Task prompt: Find the lines of the material below that include the string "positive", then copy each one.

Supplied records: Begin

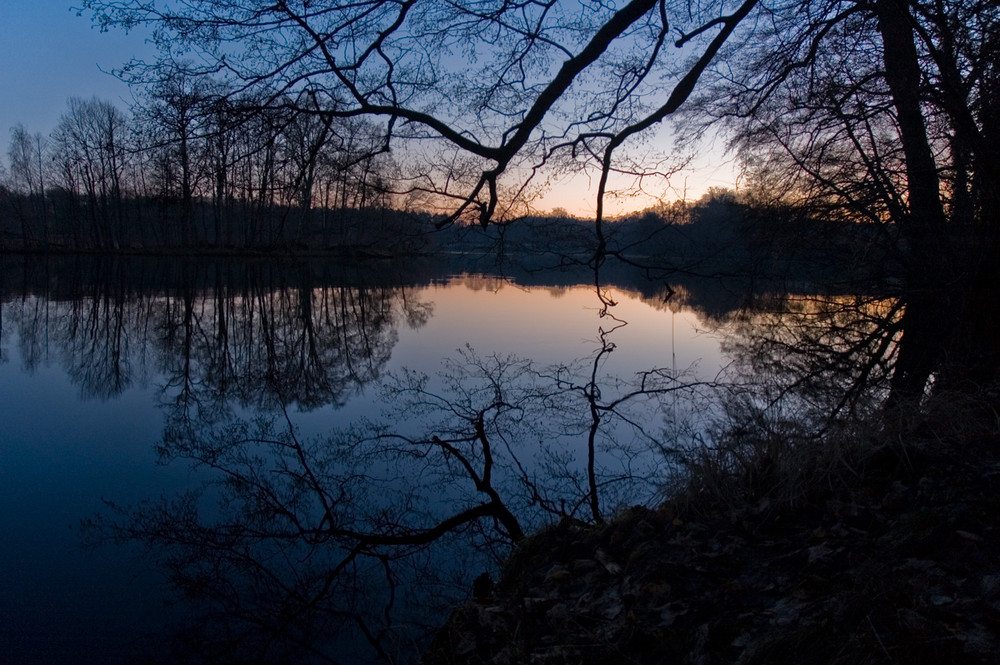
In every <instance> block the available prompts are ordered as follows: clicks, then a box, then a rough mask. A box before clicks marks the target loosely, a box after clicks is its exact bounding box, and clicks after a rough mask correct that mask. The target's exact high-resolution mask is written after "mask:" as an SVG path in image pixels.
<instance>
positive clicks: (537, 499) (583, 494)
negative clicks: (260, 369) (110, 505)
mask: <svg viewBox="0 0 1000 665" xmlns="http://www.w3.org/2000/svg"><path fill="white" fill-rule="evenodd" d="M608 351H609V349H603V350H602V351H600V352H599V353H598V355H597V358H600V356H601V354H603V353H605V352H608ZM591 367H596V364H595V365H590V364H586V365H580V366H559V367H548V368H543V369H538V368H536V367H535V366H534V364H533V363H532V362H530V361H527V360H523V359H518V358H513V357H501V356H495V355H490V356H480V355H478V354H476V353H475V352H474V351H473V350H472V349H471V348H466V349H465V350H464V351H463V352H461V353H460V354H459V355H458V356H456V357H454V358H452V359H451V360H448V361H446V362H445V364H444V366H443V369H442V371H441V372H440V373H439V374H438V375H437V376H425V375H419V374H416V373H412V372H403V373H400V374H397V375H394V376H391V377H389V378H388V380H387V381H386V382H385V385H384V390H383V392H384V399H385V405H386V407H387V409H388V411H387V414H388V418H387V419H385V420H383V421H380V422H379V421H372V422H364V423H357V424H355V425H354V426H353V427H350V428H348V429H345V430H342V431H337V432H333V433H330V434H329V435H327V436H323V437H321V438H314V439H307V440H303V439H301V438H300V437H299V436H298V434H297V432H296V429H295V427H294V426H293V425H292V423H291V421H290V419H289V418H288V417H287V415H286V416H285V417H282V418H280V419H277V420H268V419H260V418H259V419H256V420H253V421H247V420H245V419H240V418H235V417H234V418H229V419H226V420H225V421H224V422H223V421H221V420H219V419H214V420H213V419H208V420H205V421H202V422H198V423H193V422H190V423H189V424H190V426H189V427H184V428H177V427H173V428H169V429H168V431H167V434H166V436H165V438H164V444H163V447H162V450H161V453H162V455H163V456H164V458H165V460H168V461H175V460H184V461H187V462H190V463H193V464H195V465H197V466H201V467H205V468H207V469H210V470H211V472H212V473H211V479H210V480H209V481H207V482H206V483H205V484H204V485H203V486H202V487H200V488H197V489H194V490H191V491H189V492H187V493H186V494H184V495H183V496H181V497H179V498H175V499H163V500H160V501H157V502H149V503H145V504H142V505H140V506H137V507H133V508H116V517H114V518H111V519H108V520H103V521H98V522H95V523H93V524H92V525H91V526H92V527H94V528H96V529H97V530H98V531H99V532H100V533H103V534H105V535H106V536H110V537H112V538H114V539H115V540H118V541H122V542H135V541H138V542H141V543H144V544H145V545H147V546H148V547H150V548H151V549H152V550H153V551H155V552H156V553H157V555H158V556H160V557H162V560H163V563H164V564H165V566H166V567H167V569H168V570H169V571H170V575H171V579H172V581H173V582H174V584H175V585H176V586H177V588H178V589H179V590H182V591H183V592H184V595H185V600H186V601H187V602H189V603H192V604H198V605H200V606H201V608H202V612H200V613H190V610H188V612H189V616H191V617H197V620H196V621H195V625H196V626H197V627H198V631H197V632H196V631H194V630H192V629H190V628H188V629H186V630H185V631H184V634H185V635H187V636H188V637H190V636H191V635H194V634H197V635H198V637H199V641H198V643H197V645H195V646H194V651H195V653H197V654H199V655H201V656H204V654H206V653H210V654H213V656H212V657H213V658H215V657H219V658H222V656H223V655H225V656H226V657H227V658H233V659H235V660H253V661H259V660H267V661H270V660H277V661H281V660H286V659H292V660H295V661H297V662H303V660H309V659H312V658H315V659H316V660H324V659H329V660H332V661H337V660H340V659H342V658H343V659H345V660H347V661H354V660H357V659H358V658H359V649H358V641H359V640H363V641H366V642H368V644H369V646H370V647H371V649H372V651H370V653H374V654H375V655H377V656H378V657H380V658H381V659H383V660H385V661H388V662H406V661H408V660H412V658H413V657H414V655H415V654H417V653H419V648H418V647H417V644H419V643H422V641H423V639H425V638H426V637H427V633H426V630H425V629H424V628H425V627H426V626H428V625H429V626H433V625H434V624H435V623H436V622H437V621H439V620H440V619H441V614H440V613H439V611H440V610H441V609H442V608H443V607H446V606H447V605H448V604H450V603H453V602H454V601H455V600H457V599H461V598H464V597H465V596H466V594H467V589H468V584H469V580H471V578H472V577H474V576H475V575H476V574H478V573H481V572H483V571H484V570H489V569H492V568H493V567H494V566H496V565H497V564H498V563H499V561H501V560H502V559H503V558H505V557H506V555H507V554H508V553H509V551H510V547H511V545H513V544H514V543H516V542H517V541H518V540H520V539H521V538H523V537H524V534H525V533H527V532H529V531H530V530H532V529H535V528H537V527H538V526H540V525H541V524H543V523H544V522H545V521H547V520H551V519H554V518H560V519H571V520H579V521H587V520H590V521H593V520H595V519H600V513H596V514H595V513H593V512H592V511H591V508H590V507H591V506H593V505H597V497H596V496H592V495H591V488H592V487H596V488H597V489H598V491H599V492H600V496H601V499H602V501H604V502H606V504H607V505H611V506H615V505H621V504H622V502H624V501H626V500H628V501H635V500H642V499H645V500H649V496H650V494H652V493H655V492H656V491H657V490H658V488H659V487H660V485H659V483H661V482H662V478H663V475H662V473H660V469H659V468H658V465H659V464H662V463H663V458H662V457H661V456H659V453H658V451H656V447H655V446H653V445H651V442H654V441H656V440H657V436H656V435H657V434H658V432H647V431H646V430H645V427H646V425H645V423H647V422H648V414H649V413H655V412H660V411H661V409H662V406H663V402H664V401H665V400H666V398H667V397H668V396H669V395H671V394H672V393H674V392H676V391H679V390H691V389H692V385H691V384H685V383H682V382H681V381H679V380H678V378H677V377H673V376H671V375H670V373H669V372H667V371H665V370H652V371H649V372H645V373H642V374H641V375H640V376H639V377H637V378H636V380H635V381H634V382H630V383H625V382H620V381H615V382H610V381H609V382H608V383H605V384H603V385H602V386H601V387H600V388H598V386H597V384H596V383H595V382H594V381H593V379H592V375H591V373H590V371H591V370H590V368H591ZM581 369H582V370H584V371H583V372H582V378H581V372H580V370H581ZM595 371H596V370H595ZM592 409H594V410H596V411H597V412H599V414H600V417H599V418H597V419H591V417H590V414H592V413H593V411H592ZM176 420H177V419H176V418H175V417H172V418H171V421H172V422H176ZM581 440H583V441H584V442H585V443H584V444H583V445H582V446H581V445H580V441H581ZM591 444H592V445H595V446H597V447H598V449H597V450H596V451H595V452H596V454H595V455H594V461H593V463H589V462H588V461H587V460H589V459H590V458H589V456H588V454H587V450H588V446H589V445H591ZM581 447H582V450H581ZM654 453H655V454H654ZM581 460H584V461H583V462H581ZM625 481H628V482H627V483H626V482H625ZM643 483H647V485H646V486H645V487H644V486H643ZM209 619H210V620H209Z"/></svg>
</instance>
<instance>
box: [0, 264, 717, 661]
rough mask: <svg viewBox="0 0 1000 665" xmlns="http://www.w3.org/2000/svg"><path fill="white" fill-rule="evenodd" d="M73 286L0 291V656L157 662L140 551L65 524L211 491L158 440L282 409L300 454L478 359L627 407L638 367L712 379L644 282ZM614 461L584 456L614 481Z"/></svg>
mask: <svg viewBox="0 0 1000 665" xmlns="http://www.w3.org/2000/svg"><path fill="white" fill-rule="evenodd" d="M228 270H230V272H231V271H232V266H230V267H229V268H228ZM204 272H205V273H207V274H213V273H212V270H211V269H207V268H206V269H205V270H204ZM241 274H242V273H241ZM75 279H78V278H73V277H65V276H60V277H58V278H56V277H51V278H50V279H48V280H43V281H44V283H43V284H41V285H39V284H38V283H37V282H36V283H33V284H24V285H19V286H18V288H14V287H12V286H11V285H10V284H8V286H7V288H6V289H5V291H4V292H3V293H2V294H0V317H2V319H0V332H2V338H0V529H2V532H3V533H4V534H5V537H4V538H3V539H2V541H0V569H2V570H3V571H4V573H3V581H2V583H0V645H2V647H0V648H2V659H3V660H4V661H5V662H18V663H32V662H38V663H42V662H64V663H90V662H94V663H97V662H125V661H127V660H128V659H129V658H130V657H131V655H133V654H136V653H140V654H141V653H143V651H144V650H146V649H152V650H154V651H155V650H161V647H162V645H160V644H158V643H157V640H160V639H165V638H162V637H159V636H158V635H159V632H160V631H161V630H162V629H164V627H165V625H166V624H169V623H171V622H172V621H174V620H175V619H177V618H178V616H180V617H181V618H183V614H184V613H185V607H184V606H183V605H181V606H175V607H173V608H172V609H167V608H165V607H164V605H163V599H164V598H165V597H166V596H169V595H170V593H171V592H170V587H169V585H168V584H166V582H165V580H164V577H163V575H162V572H158V569H157V567H156V566H155V565H153V562H155V561H156V560H157V558H158V553H157V552H156V551H147V550H144V549H143V548H142V547H141V546H138V545H135V544H133V545H121V546H113V545H108V544H103V545H100V546H97V547H85V546H84V544H85V543H86V542H87V541H89V540H92V539H93V538H91V537H88V535H87V534H86V533H81V522H82V521H84V520H87V519H89V518H91V517H93V516H95V515H102V514H103V515H107V514H108V512H109V508H108V506H107V505H106V503H105V502H107V501H110V502H113V503H115V504H118V505H121V506H132V505H136V504H138V503H140V502H142V501H144V500H147V499H154V500H155V499H156V498H157V497H161V496H165V497H170V496H174V495H177V494H178V493H180V492H183V491H184V490H185V489H188V488H190V487H193V486H197V485H198V484H199V483H201V482H202V481H203V480H204V478H205V477H206V474H207V475H208V476H210V475H211V472H208V471H206V469H205V468H204V467H201V468H198V467H194V466H193V465H192V464H191V463H190V462H189V461H188V460H185V459H176V456H172V455H170V454H166V455H164V454H163V452H164V451H163V445H162V444H163V442H164V437H165V433H168V432H171V431H173V432H176V431H178V430H180V429H183V430H184V431H190V430H191V429H192V428H194V429H198V428H201V429H202V430H204V431H209V430H212V428H214V427H218V426H219V425H220V424H224V423H229V422H232V421H234V420H247V419H252V418H253V417H255V416H257V415H260V414H265V415H266V414H272V415H277V416H279V418H280V419H283V418H284V417H285V414H286V413H287V416H288V418H289V420H290V421H291V423H292V424H293V425H294V427H295V428H296V431H297V432H298V434H299V436H300V437H301V439H302V440H306V439H309V438H312V437H321V436H323V435H324V434H325V433H327V432H329V431H332V430H335V429H337V428H343V427H346V426H349V425H350V424H351V423H356V422H357V421H358V420H359V419H362V418H378V417H380V415H381V414H383V413H385V412H386V410H387V409H388V414H389V419H390V420H392V419H393V418H396V419H397V420H399V419H402V420H406V419H407V418H411V417H414V416H412V412H402V411H397V410H394V409H395V408H396V407H393V406H392V405H391V404H389V405H388V406H387V404H386V403H385V402H384V401H383V400H382V399H381V390H380V386H381V384H382V383H383V381H384V380H385V379H386V378H387V377H393V376H397V377H398V376H400V372H402V371H403V370H404V369H407V370H413V371H415V372H418V373H422V374H427V375H430V376H431V379H430V380H429V383H428V384H427V385H428V386H429V387H430V390H432V391H437V390H438V389H441V390H445V389H446V385H447V380H445V379H442V378H440V377H438V378H435V375H436V373H438V372H440V371H441V370H442V368H443V367H446V366H447V367H451V368H452V369H455V363H456V362H458V361H461V360H462V359H463V358H465V359H466V360H467V359H468V357H469V356H468V354H469V353H471V352H470V351H469V350H468V347H471V349H472V350H473V352H474V353H475V357H478V358H491V357H493V356H494V355H496V357H498V358H505V357H507V356H508V354H509V355H511V356H516V357H517V358H522V359H531V361H532V362H533V363H534V365H533V367H537V368H539V371H541V368H551V367H552V366H559V367H564V368H568V367H574V368H575V369H574V370H573V371H574V372H575V374H574V376H576V377H577V383H578V384H579V383H586V381H587V378H588V377H589V374H590V371H591V369H592V363H593V360H594V358H595V357H597V356H598V355H599V354H600V362H599V368H598V374H599V376H600V377H603V378H602V383H601V386H602V390H606V391H607V392H606V393H605V394H602V395H601V397H602V399H604V401H605V402H607V401H609V400H611V399H613V394H614V391H616V390H617V391H619V392H624V391H625V388H622V387H617V386H615V381H616V380H618V379H621V380H626V381H627V380H631V379H632V378H633V377H635V376H636V373H639V372H643V371H647V370H649V369H651V368H654V367H656V368H663V369H664V371H665V372H666V374H667V375H670V376H682V375H683V376H684V377H685V378H686V380H691V381H693V380H698V379H703V380H707V379H711V378H712V377H714V376H715V375H716V374H717V373H718V371H719V370H720V368H721V367H722V366H723V365H724V364H725V362H726V360H725V359H724V357H723V356H722V354H721V352H720V350H719V341H718V339H717V338H716V337H715V336H714V335H713V334H709V333H707V332H706V330H708V329H710V328H713V327H714V325H715V324H713V323H712V322H710V321H707V320H706V316H707V315H706V314H704V313H703V312H702V313H700V314H699V313H696V312H695V311H693V310H692V309H690V308H687V307H684V306H681V305H680V304H678V301H677V299H676V298H674V299H673V300H668V299H666V295H668V294H665V293H664V292H662V291H659V290H657V288H656V287H655V286H653V287H648V288H646V289H645V290H644V291H640V290H637V289H634V288H631V287H629V286H628V285H618V286H616V285H609V286H608V287H606V289H605V290H604V291H603V293H602V296H603V298H601V297H598V293H597V291H596V290H595V287H594V286H593V285H587V284H584V283H573V282H574V280H573V279H569V278H567V277H566V276H564V275H562V276H560V275H556V276H554V277H552V278H551V279H548V278H546V277H545V276H544V275H534V276H532V277H531V279H530V280H522V281H527V282H530V283H528V284H525V283H519V282H518V280H515V279H509V278H500V277H497V276H494V275H483V274H461V275H450V276H443V277H437V278H433V279H426V280H420V279H415V280H410V281H408V282H405V281H404V282H403V283H393V280H388V281H385V280H379V279H373V280H371V282H365V278H361V279H360V280H359V279H358V278H357V277H354V278H352V279H349V280H344V281H346V282H352V283H343V282H341V283H338V280H326V281H325V283H318V284H317V283H310V280H308V279H307V280H304V281H305V283H303V280H299V279H295V280H285V279H284V278H283V277H277V278H276V277H274V276H273V275H272V276H271V277H268V278H267V279H234V280H229V279H220V280H216V281H214V282H213V280H202V281H199V280H191V281H186V282H185V281H184V280H180V281H174V282H173V283H169V284H167V285H166V286H153V285H152V284H151V285H150V286H148V287H137V286H136V285H135V283H134V280H133V281H128V280H122V281H119V282H118V283H119V284H127V285H128V286H117V287H116V286H111V283H110V282H104V281H101V280H100V279H94V280H93V281H92V282H87V283H84V284H81V283H76V282H74V280H75ZM318 281H320V282H324V280H318ZM609 301H613V302H614V303H615V305H614V306H613V307H611V308H610V309H608V308H607V307H606V305H607V303H608V302H609ZM467 345H468V346H467ZM602 349H603V353H601V351H602ZM612 349H613V350H612ZM463 350H464V351H463ZM463 354H465V355H463ZM448 359H451V362H452V365H447V364H446V361H447V360H448ZM456 359H457V360H456ZM463 362H464V361H463ZM574 363H576V364H575V365H574ZM487 364H488V363H487ZM545 372H548V369H546V370H545ZM545 372H543V373H545ZM549 375H551V374H549ZM435 394H436V393H435ZM671 399H673V400H674V403H673V404H672V408H674V409H677V408H679V407H678V406H677V404H676V399H677V398H676V397H671ZM657 404H658V408H657V409H656V410H646V411H642V410H640V411H639V412H640V413H645V415H646V417H648V419H649V422H647V423H640V424H641V425H643V426H645V427H647V429H648V431H649V432H650V433H651V434H653V435H654V436H655V435H657V434H658V433H660V432H661V431H662V430H663V422H664V420H665V419H669V418H670V414H669V413H667V414H665V413H664V412H663V410H662V407H664V405H667V406H668V407H669V406H671V404H670V402H669V400H668V401H666V402H664V401H663V400H662V399H661V400H660V401H659V402H658V403H657ZM642 408H643V409H645V408H646V407H642ZM680 408H683V407H680ZM403 413H408V414H410V415H401V414H403ZM674 415H675V416H676V412H675V413H674ZM417 420H419V418H417ZM392 424H393V425H395V426H397V427H399V428H404V429H405V428H406V427H410V426H415V425H414V424H413V423H411V422H409V421H406V422H394V423H392ZM421 426H423V425H421ZM418 428H419V427H418ZM560 432H561V434H560V437H561V438H562V439H565V448H564V449H563V450H562V455H563V457H561V458H560V459H562V460H563V463H565V464H566V465H567V467H574V468H577V467H579V465H580V464H582V461H581V458H585V456H586V449H585V446H584V444H583V442H584V441H585V439H586V428H579V429H575V428H573V427H565V426H561V429H560ZM193 436H197V434H194V435H193ZM442 436H444V434H442ZM619 436H622V437H632V436H633V435H632V434H629V433H624V434H621V435H619ZM168 438H169V437H168ZM616 441H617V439H616ZM613 453H614V451H610V452H609V451H607V450H604V451H603V452H601V453H600V454H601V455H604V456H605V457H606V459H604V458H602V459H604V461H605V462H607V463H608V464H610V465H611V466H614V464H615V463H616V462H615V461H614V459H613V458H614V455H613ZM567 456H568V457H567ZM525 459H529V460H532V459H534V458H533V457H532V455H530V454H529V455H526V457H525ZM536 462H537V460H535V461H531V462H529V464H535V463H536ZM537 463H538V464H539V468H540V467H541V465H542V463H541V462H537ZM532 473H534V472H533V471H532ZM428 482H437V481H436V480H434V477H431V476H428ZM636 493H637V495H636V496H628V497H626V498H627V499H628V500H646V501H650V500H654V499H655V496H656V493H655V485H644V486H643V487H642V488H639V489H637V490H636ZM442 496H448V495H447V492H445V494H444V495H442ZM609 496H610V495H609ZM622 496H624V495H622ZM440 498H441V497H438V499H440ZM358 500H359V501H365V500H366V499H365V498H364V497H361V498H359V499H358ZM378 500H379V497H372V498H371V501H375V502H377V501H378ZM449 500H450V499H449ZM622 500H624V499H622ZM610 501H611V500H610V499H609V502H610ZM431 503H433V501H432V502H431ZM444 503H447V501H444ZM613 507H614V506H611V505H609V506H607V507H606V508H607V509H608V510H611V509H613ZM544 521H545V518H544V517H541V518H530V517H527V518H525V520H524V523H525V524H526V525H528V526H531V525H534V524H537V523H543V522H544ZM473 572H474V571H473ZM466 581H467V580H466ZM456 588H458V587H456ZM453 591H454V590H453ZM461 593H462V592H461V591H454V595H456V596H461ZM428 621H429V622H430V623H433V621H434V619H433V618H431V619H429V620H428ZM162 648H166V647H162ZM335 648H339V647H335ZM348 648H349V647H348Z"/></svg>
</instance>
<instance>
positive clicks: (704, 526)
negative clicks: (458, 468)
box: [421, 409, 1000, 665]
mask: <svg viewBox="0 0 1000 665" xmlns="http://www.w3.org/2000/svg"><path fill="white" fill-rule="evenodd" d="M945 411H947V410H945ZM978 413H979V414H980V415H981V414H982V413H983V412H982V411H979V412H978ZM985 420H988V418H986V419H985ZM985 420H981V421H980V422H979V424H980V425H982V426H976V427H972V426H970V424H969V419H968V418H967V417H966V415H965V414H964V412H962V410H961V409H955V410H954V413H952V414H951V415H950V416H945V417H944V419H941V418H940V414H939V415H938V416H927V417H924V418H923V419H922V420H921V421H920V422H919V423H916V424H911V425H910V426H908V427H907V428H906V429H905V430H904V431H896V432H894V433H893V434H892V435H888V434H886V433H885V432H881V433H879V435H878V436H876V437H872V438H869V439H868V440H867V441H864V442H862V443H861V445H859V446H858V447H857V448H854V449H853V450H851V451H849V452H848V453H845V454H844V455H843V456H842V457H841V458H840V459H839V460H838V461H837V463H836V465H834V466H832V467H831V466H827V467H826V468H824V469H823V470H822V473H821V474H817V475H816V477H815V479H814V480H813V481H812V482H811V484H810V486H809V487H807V488H806V489H805V491H803V492H800V493H798V494H797V495H795V496H790V495H781V494H780V492H777V491H776V490H777V485H772V486H771V488H770V489H767V488H766V487H763V486H760V485H758V486H757V487H751V486H750V485H748V484H747V478H746V477H745V476H744V477H735V476H734V477H730V478H728V479H727V480H726V482H728V483H731V484H730V486H729V487H728V488H727V491H725V492H720V489H719V487H718V486H716V487H712V488H708V487H707V484H706V482H704V481H705V479H704V478H702V479H699V478H697V477H695V478H693V479H692V484H691V485H690V486H689V487H687V488H686V490H685V492H683V493H681V494H679V495H678V497H677V498H676V499H675V500H672V501H670V502H667V503H664V504H663V505H661V506H659V507H657V508H655V509H650V508H642V507H636V508H632V509H629V510H627V511H624V512H622V513H621V514H619V515H618V516H617V517H616V518H615V519H614V520H613V521H611V522H610V523H608V524H607V525H604V526H600V527H594V526H584V525H579V524H572V523H569V522H564V523H562V524H559V525H556V526H553V527H551V528H549V529H547V530H545V531H543V532H541V533H538V534H536V535H534V536H533V537H531V538H529V539H528V540H527V541H526V542H525V543H524V544H523V545H522V546H520V547H519V548H518V550H517V551H516V552H515V553H514V555H513V556H512V557H511V558H510V560H509V561H508V562H507V565H506V566H505V569H504V571H503V573H502V576H501V579H500V580H499V581H498V582H497V583H496V584H495V586H493V587H492V588H487V585H484V584H482V583H481V584H480V585H479V588H478V589H477V591H478V592H479V597H477V598H473V599H472V600H470V602H468V603H467V604H465V605H464V606H462V607H460V608H458V609H457V610H456V611H455V612H454V613H453V614H452V616H451V618H450V619H449V620H448V622H447V624H446V625H445V626H444V627H443V628H442V629H441V630H440V632H439V633H438V634H437V636H436V638H435V639H434V642H433V644H432V645H431V647H430V649H429V650H428V651H427V652H426V653H425V655H424V657H423V659H422V661H421V662H422V663H423V665H458V664H463V665H464V664H468V665H472V664H485V663H490V664H495V665H501V664H507V663H510V664H513V663H539V664H541V663H544V664H549V663H552V664H555V663H560V664H566V663H581V664H583V663H588V664H589V663H594V664H596V663H650V664H652V663H677V664H691V665H695V664H697V665H715V664H722V663H740V664H760V665H764V664H768V665H781V664H785V663H787V664H789V665H792V664H795V665H801V664H803V663H844V664H848V663H850V664H858V663H934V664H935V665H939V664H942V663H970V664H971V663H976V664H979V663H982V664H984V665H985V664H987V663H996V662H998V659H1000V529H998V528H997V526H998V525H997V516H998V515H1000V454H998V451H1000V445H998V444H1000V439H998V437H997V435H996V430H995V427H992V426H991V425H990V424H989V423H988V422H985ZM945 421H947V422H945ZM702 472H704V470H702ZM712 482H715V480H713V481H712ZM741 483H742V484H741ZM481 582H482V581H481Z"/></svg>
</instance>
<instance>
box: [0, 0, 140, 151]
mask: <svg viewBox="0 0 1000 665" xmlns="http://www.w3.org/2000/svg"><path fill="white" fill-rule="evenodd" d="M74 5H79V2H78V1H76V2H74V0H0V63H2V64H0V148H2V154H4V155H6V152H7V145H8V142H9V137H10V128H11V127H12V126H13V125H15V124H16V123H18V122H21V123H23V124H24V126H25V127H26V128H27V129H28V131H30V132H32V133H34V132H41V133H42V134H43V135H45V136H48V134H49V132H51V131H52V130H53V129H54V128H55V126H56V123H57V122H58V121H59V116H60V115H62V113H63V112H64V111H65V110H66V100H67V99H69V98H70V97H84V98H89V97H93V96H97V97H100V98H102V99H107V100H109V101H112V102H115V103H117V104H119V105H120V106H122V107H123V108H124V107H126V106H127V105H128V103H127V100H130V93H129V89H128V87H127V86H126V85H125V84H123V83H121V82H120V81H118V80H117V79H115V78H114V77H112V76H111V75H109V74H105V73H103V72H102V71H101V69H102V68H103V69H105V70H110V69H111V68H113V67H116V66H118V65H120V64H121V63H123V62H125V61H127V60H128V59H129V58H131V57H133V56H142V55H144V54H145V55H146V56H149V55H150V54H151V53H152V48H151V47H150V46H149V45H147V44H146V43H145V40H144V38H143V37H142V36H141V35H136V34H130V35H125V34H123V33H122V32H108V33H103V34H102V33H101V32H100V31H99V30H98V29H96V28H92V27H91V24H90V18H89V17H87V16H77V15H76V11H73V10H72V9H71V7H73V6H74ZM4 161H6V160H4Z"/></svg>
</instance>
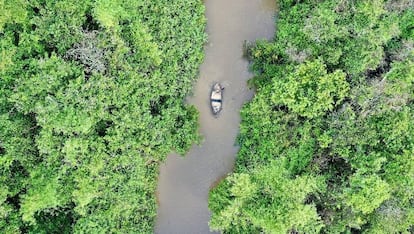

Supplied records: End

Expected answer:
positive clicks: (537, 499) (583, 494)
positive clicks: (704, 526)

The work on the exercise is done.